====== PROVIDED DATA
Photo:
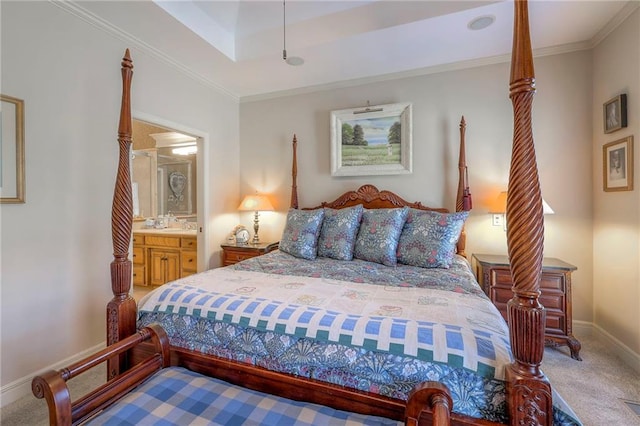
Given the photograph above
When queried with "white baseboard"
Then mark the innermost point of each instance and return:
(617, 347)
(22, 387)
============
▸ **GOAL**
Render the data above as a Markdown table with the columns "Row" and "Line," numbering each line in order and skipping blank lines. Leave the pictures out of the table.

▸ **WRITTEN ANSWER**
| Row | Line |
|---|---|
| 1 | Photo: |
| 2 | Given the photograph above |
| 3 | When queried with "white baseboard" |
| 4 | Then mark the innermost point of each instance and return: |
| 5 | (617, 347) |
| 6 | (22, 387) |